---------- SOURCE DATA
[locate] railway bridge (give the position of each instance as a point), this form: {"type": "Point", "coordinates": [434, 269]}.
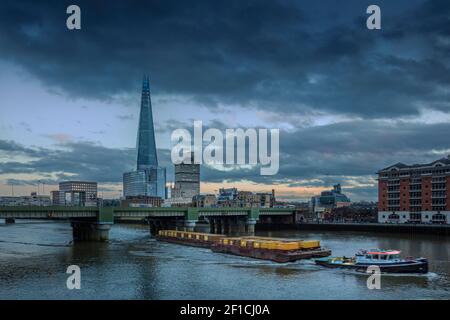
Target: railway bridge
{"type": "Point", "coordinates": [94, 223]}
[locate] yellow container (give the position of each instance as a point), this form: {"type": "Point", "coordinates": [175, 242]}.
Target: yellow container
{"type": "Point", "coordinates": [288, 246]}
{"type": "Point", "coordinates": [308, 244]}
--------------------
§ **TO BE DONE**
Give every line of the material, from the line containing "[locate] yellow container" up to and including the final line, as a JSON list of strings with one string per line and blank lines left out.

§ **THE REPLY**
[
  "[locate] yellow container (give the position of each instance as a point), this form: {\"type\": \"Point\", \"coordinates\": [175, 242]}.",
  "Target: yellow container",
  "{\"type\": \"Point\", \"coordinates\": [288, 246]}",
  "{\"type\": \"Point\", \"coordinates\": [308, 244]}"
]